Reproduce the items below verbatim, leaving the pictures out of your answer.

──────── DATA EXTRACTS ────────

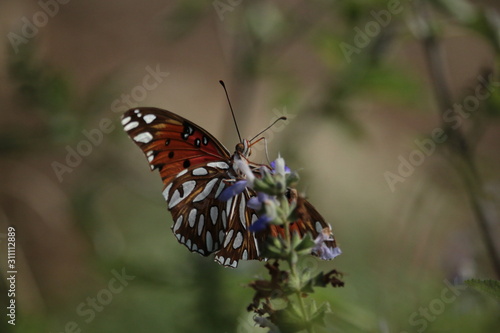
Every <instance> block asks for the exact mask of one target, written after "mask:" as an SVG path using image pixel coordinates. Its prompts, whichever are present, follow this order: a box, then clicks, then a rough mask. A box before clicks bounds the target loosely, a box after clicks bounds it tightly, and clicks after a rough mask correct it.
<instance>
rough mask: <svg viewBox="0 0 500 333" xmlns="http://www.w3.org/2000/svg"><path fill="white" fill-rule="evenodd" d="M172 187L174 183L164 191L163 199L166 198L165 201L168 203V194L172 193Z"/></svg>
mask: <svg viewBox="0 0 500 333" xmlns="http://www.w3.org/2000/svg"><path fill="white" fill-rule="evenodd" d="M171 187H172V183H170V184H169V185H168V186H167V187H166V188H165V189H164V190H163V193H162V194H163V197H164V198H165V201H167V202H168V192H170V188H171Z"/></svg>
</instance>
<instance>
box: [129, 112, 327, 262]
mask: <svg viewBox="0 0 500 333" xmlns="http://www.w3.org/2000/svg"><path fill="white" fill-rule="evenodd" d="M121 122H122V125H123V128H124V130H125V131H126V132H127V134H128V135H129V137H130V138H131V139H132V140H133V141H134V142H135V144H136V145H137V146H139V148H141V150H142V151H143V152H144V154H145V155H146V158H147V160H148V162H149V165H150V167H151V170H158V171H159V173H160V175H161V178H162V181H163V184H164V188H163V196H164V198H165V200H166V201H167V205H168V209H169V211H170V213H171V214H172V218H173V226H172V231H173V233H174V235H175V237H176V238H177V240H178V241H179V242H180V243H181V244H184V245H185V246H186V247H187V248H188V249H189V250H190V251H191V252H197V253H199V254H201V255H203V256H208V255H210V254H212V253H214V254H215V261H217V262H218V263H220V264H222V265H224V266H229V267H237V265H238V261H239V260H250V259H264V258H262V256H261V253H260V250H259V247H260V246H261V244H262V242H263V241H264V240H265V239H266V238H267V237H268V236H274V237H276V236H277V235H279V234H283V230H280V228H282V227H279V226H275V225H269V226H268V228H267V229H266V230H264V231H260V232H256V233H254V232H251V231H250V230H249V229H250V228H249V226H250V225H251V224H252V223H254V222H255V221H256V220H258V218H259V216H258V213H257V212H256V211H255V210H253V209H251V208H249V207H247V203H248V201H249V200H250V198H252V197H254V196H256V193H255V192H254V191H253V190H252V189H251V188H246V189H245V190H244V191H243V192H241V193H240V194H238V195H236V196H234V197H232V198H230V199H229V200H227V201H221V200H218V197H219V195H220V194H221V193H222V192H223V191H224V189H226V188H227V187H228V186H231V185H232V184H234V182H235V181H236V180H238V179H239V178H240V177H241V174H240V173H239V172H238V170H237V168H236V166H235V163H234V162H235V160H236V159H242V158H243V159H247V158H248V156H249V155H250V152H251V149H250V147H251V143H250V142H249V141H248V140H242V142H240V143H238V144H237V145H236V148H235V152H234V153H233V154H232V155H231V154H230V152H229V151H228V150H227V149H226V148H225V147H224V146H223V145H222V144H221V143H220V142H219V140H217V139H216V138H215V137H214V136H213V135H211V134H210V133H209V132H208V131H206V130H204V129H203V128H201V127H200V126H198V125H196V124H194V123H193V122H191V121H189V120H187V119H185V118H183V117H181V116H179V115H177V114H175V113H173V112H170V111H167V110H162V109H158V108H152V107H142V108H135V109H130V110H128V111H127V112H125V113H124V114H123V116H122V121H121ZM250 165H251V166H252V171H253V172H255V173H256V174H257V172H258V171H257V170H258V168H259V167H260V166H261V165H259V164H254V163H250ZM289 193H291V194H290V200H296V202H297V216H298V220H297V221H295V222H294V223H293V224H292V225H291V232H298V233H299V234H300V235H305V234H306V233H307V232H309V233H311V234H312V236H313V238H316V237H317V236H318V235H320V234H322V233H323V234H324V233H325V232H326V233H327V234H330V235H331V234H332V233H331V227H330V225H329V224H327V223H326V222H325V221H324V219H323V217H322V216H321V215H320V214H319V213H318V212H317V211H316V209H315V208H314V207H313V206H312V205H311V204H310V203H309V202H308V201H307V200H305V199H304V198H302V197H301V196H298V195H297V194H296V192H295V191H294V190H293V191H289ZM292 196H293V198H292ZM332 237H333V236H332ZM325 244H326V246H327V247H329V248H330V249H337V247H336V242H335V240H334V239H333V238H329V239H328V240H327V241H326V242H325Z"/></svg>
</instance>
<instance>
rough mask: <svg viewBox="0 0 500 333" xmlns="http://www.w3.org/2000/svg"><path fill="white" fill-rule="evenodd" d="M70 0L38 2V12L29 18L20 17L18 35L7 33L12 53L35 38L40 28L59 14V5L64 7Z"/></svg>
mask: <svg viewBox="0 0 500 333" xmlns="http://www.w3.org/2000/svg"><path fill="white" fill-rule="evenodd" d="M68 2H70V0H40V1H38V2H37V4H38V6H39V7H40V10H39V11H37V12H35V13H34V14H33V16H32V17H31V18H28V17H27V16H23V17H21V23H22V26H21V30H20V31H19V33H15V32H12V31H11V32H9V33H8V34H7V38H8V39H9V42H10V45H11V46H12V48H13V49H14V52H15V53H17V52H19V45H21V44H27V43H28V42H29V40H30V39H32V38H35V36H36V35H38V32H39V31H40V29H41V28H43V27H45V26H46V25H47V24H48V23H49V20H50V19H51V18H53V17H54V16H56V15H57V13H59V9H60V5H66V4H67V3H68Z"/></svg>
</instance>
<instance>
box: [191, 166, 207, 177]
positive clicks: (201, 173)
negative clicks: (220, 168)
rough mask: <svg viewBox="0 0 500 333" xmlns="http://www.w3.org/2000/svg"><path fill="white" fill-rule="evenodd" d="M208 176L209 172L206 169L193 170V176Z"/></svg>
mask: <svg viewBox="0 0 500 333" xmlns="http://www.w3.org/2000/svg"><path fill="white" fill-rule="evenodd" d="M206 175H208V170H207V169H205V168H196V169H194V170H193V176H206Z"/></svg>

────────

§ SOLUTION TO THIS TASK:
Every <instance> block asks for the exact mask of one target, written after "mask:" as an SVG path using image pixel coordinates. Its prompts, whichever are present, follow this order: a box, then clicks, then a rough mask. A box before clicks bounds the target loosely, a box after clicks bounds it tightly, and clicks after a rough mask correct it.
<instance>
rough mask: <svg viewBox="0 0 500 333" xmlns="http://www.w3.org/2000/svg"><path fill="white" fill-rule="evenodd" d="M172 187L174 183L164 191L163 199L166 198L165 201L168 203V194L172 193Z"/></svg>
mask: <svg viewBox="0 0 500 333" xmlns="http://www.w3.org/2000/svg"><path fill="white" fill-rule="evenodd" d="M171 187H172V183H170V184H169V185H168V186H167V187H166V188H165V189H164V190H163V193H162V194H163V197H164V198H165V201H167V202H168V192H170V188H171Z"/></svg>
</instance>
<instance>
box: [129, 112, 327, 262]
mask: <svg viewBox="0 0 500 333" xmlns="http://www.w3.org/2000/svg"><path fill="white" fill-rule="evenodd" d="M121 122H122V125H123V128H124V130H125V131H126V132H127V134H128V135H129V137H130V138H131V139H132V140H133V141H134V142H135V144H136V145H137V146H139V148H141V150H142V151H143V152H144V154H145V155H146V158H147V160H148V162H149V165H150V167H151V170H158V171H159V173H160V175H161V178H162V181H163V184H164V188H163V196H164V198H165V200H166V201H167V205H168V209H169V211H170V213H171V214H172V218H173V226H172V231H173V233H174V235H175V237H176V238H177V240H178V241H179V242H180V243H181V244H184V245H185V246H186V247H187V248H188V249H189V250H190V251H191V252H197V253H199V254H201V255H203V256H208V255H210V254H212V253H214V254H215V261H217V262H218V263H220V264H222V265H224V266H229V267H237V265H238V261H239V260H250V259H264V258H262V256H261V253H260V250H259V247H260V246H261V244H262V242H263V241H264V240H265V239H266V238H267V237H268V236H274V237H276V236H277V235H279V234H283V230H280V228H282V227H279V226H275V225H269V226H268V228H267V229H266V230H264V231H260V232H256V233H254V232H251V231H250V230H249V229H250V228H249V226H250V225H251V224H252V223H254V222H255V221H256V220H258V218H259V216H258V213H257V212H256V211H255V210H253V209H251V208H249V207H247V203H248V201H249V200H250V198H252V197H254V196H256V193H255V192H254V191H253V190H252V189H251V188H246V189H245V190H244V191H243V192H241V193H240V194H238V195H236V196H234V197H232V198H230V199H229V200H227V201H221V200H218V197H219V195H220V194H221V193H222V192H223V191H224V189H226V188H227V187H228V186H231V185H232V184H234V182H235V181H236V180H238V179H239V178H240V177H241V174H240V173H239V172H238V170H237V168H236V166H235V163H234V162H235V160H236V159H242V158H243V159H247V158H248V156H249V155H250V152H251V149H250V147H251V143H250V142H249V141H248V140H242V142H240V143H238V144H237V145H236V148H235V152H234V153H233V154H232V155H231V154H230V152H229V151H228V150H227V149H226V148H225V147H224V146H223V145H222V144H221V143H220V142H219V140H217V139H216V138H215V137H214V136H213V135H211V134H210V133H209V132H208V131H206V130H204V129H203V128H201V127H200V126H198V125H196V124H194V123H193V122H191V121H189V120H187V119H185V118H183V117H181V116H179V115H177V114H175V113H173V112H170V111H167V110H162V109H158V108H152V107H142V108H135V109H130V110H128V111H127V112H125V113H124V114H123V116H122V121H121ZM250 165H251V166H252V171H253V172H255V173H256V174H257V172H258V171H257V170H258V168H259V167H260V166H261V165H259V164H254V163H250ZM289 193H291V194H290V200H296V202H297V216H298V220H297V221H295V222H294V223H293V224H292V225H291V232H298V233H299V234H300V235H305V234H306V233H307V232H309V233H311V234H312V236H313V238H316V237H317V236H318V235H320V234H322V233H323V234H324V233H325V232H326V233H327V234H330V235H331V234H332V233H331V227H330V225H329V224H327V223H326V222H325V221H324V219H323V217H322V216H321V215H320V214H319V213H318V212H317V211H316V209H315V208H314V207H313V206H312V205H311V204H310V203H309V202H308V201H307V200H305V199H304V198H302V197H301V196H298V195H297V194H296V192H295V191H294V190H293V191H289ZM292 196H293V198H292ZM332 237H333V236H332ZM325 244H326V246H327V247H329V248H330V249H337V247H336V242H335V240H334V239H333V238H329V239H328V240H327V241H326V242H325Z"/></svg>
</instance>
<instance>
rough mask: <svg viewBox="0 0 500 333" xmlns="http://www.w3.org/2000/svg"><path fill="white" fill-rule="evenodd" d="M70 0L38 2V12L29 18L20 17L18 35L7 33L12 53L35 38L40 28L59 14V5L64 7Z"/></svg>
mask: <svg viewBox="0 0 500 333" xmlns="http://www.w3.org/2000/svg"><path fill="white" fill-rule="evenodd" d="M68 2H70V0H40V1H38V2H37V4H38V6H39V7H40V10H39V11H37V12H35V13H34V14H33V16H32V17H31V18H28V17H27V16H23V17H21V23H22V26H21V30H20V31H19V33H15V32H12V31H11V32H9V33H8V34H7V38H8V39H9V42H10V45H11V46H12V48H13V49H14V52H15V53H17V52H19V45H21V44H27V43H28V42H29V40H30V39H32V38H35V36H36V35H38V32H39V31H40V29H41V28H43V27H45V26H46V25H47V24H48V23H49V20H50V19H51V18H53V17H54V16H56V15H57V13H59V9H60V5H66V4H67V3H68Z"/></svg>
</instance>
<instance>
box: [191, 166, 207, 177]
positive clicks: (201, 173)
negative clicks: (220, 168)
rough mask: <svg viewBox="0 0 500 333" xmlns="http://www.w3.org/2000/svg"><path fill="white" fill-rule="evenodd" d="M208 176L209 172L206 169L193 170V176Z"/></svg>
mask: <svg viewBox="0 0 500 333" xmlns="http://www.w3.org/2000/svg"><path fill="white" fill-rule="evenodd" d="M206 175H208V170H207V169H205V168H196V169H194V170H193V176H206Z"/></svg>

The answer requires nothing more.